◆ Selected extract
========
At the Sacramento City Council - and in fact with most legislative bodies or organized meetings of any kind - if you want to make a motion, you need to have another person “second” your motion. If no one is willing to do so, your motion will not be considered by the council. Attempting to amend a resolution requires a motion, which means it requires at least two people to support debate and a vote about that particular amendment.

Councilmember Katie Valenzuela, who introduced the original draft resolution along with Mai in January, was present at the meeting on March 19th, and could in theory have made a motion to attempt to amend this resolution - however, without Mai Vang present, it is unclear who would have been a “second” for any amendments. No other councilmembers have made any public statements in support of the resolution Vang and Valenzuela initially attempted to introduce, nor do any of them have a reputation as allies of the Palestinian community.

By choosing to not delay the meeting - and in fact using his power as Mayor to skip past the Law and Legislation Committee and rush the resolution to be heard on March 19th - Mayor Steinberg was able to ensure that his resolution would get an up or down vote without amendments. The language he chose to include, with all its messy problems, was final, and as he made clear several times throughout the night, he was simply unwilling to do anything that delayed a vote.

A Shameful Council Meeting

The meeting opened with a completely packed house. Or rather, it would have, except that security was significantly increased, so it took ages for everyone to file in, and the council was forced to delay discussion of the ceasefire item for about 20 minutes while people took their seats.

In addition to the full house, dozens of Sacramentans still waited in line outside city hall for their chance to speak on this item. 82 people inside the chamber signed up to speak, as well as an unknown number of those standing in line outside. Unfortunately, all those outside, as well as several of those inside, would lose the chance to say their piece.
========
◆ Actions to take
(A) According to the council meeting passage, how many people inside the chamber signed up to speak?
(B) Return a section of the council meeting passage word for word: begin at the words "A Shameful Council" and stop after "say their piece.".
========
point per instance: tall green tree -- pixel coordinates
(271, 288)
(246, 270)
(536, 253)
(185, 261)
========
◆ Solutions for each task
(A) 82 people inside the chamber signed up to speak.

(B)
A Shameful Council Meeting

The meeting opened with a completely packed house. Or rather, it would have, except that security was significantly increased, so it took ages for everyone to file in, and the council was forced to delay discussion of the ceasefire item for about 20 minutes while people took their seats.

In addition to the full house, dozens of Sacramentans still waited in line outside city hall for their chance to speak on this item. 82 people inside the chamber signed up to speak, as well as an unknown number of those standing in line outside. Unfortunately, all those outside, as well as several of those inside, would lose the chance to say their piece.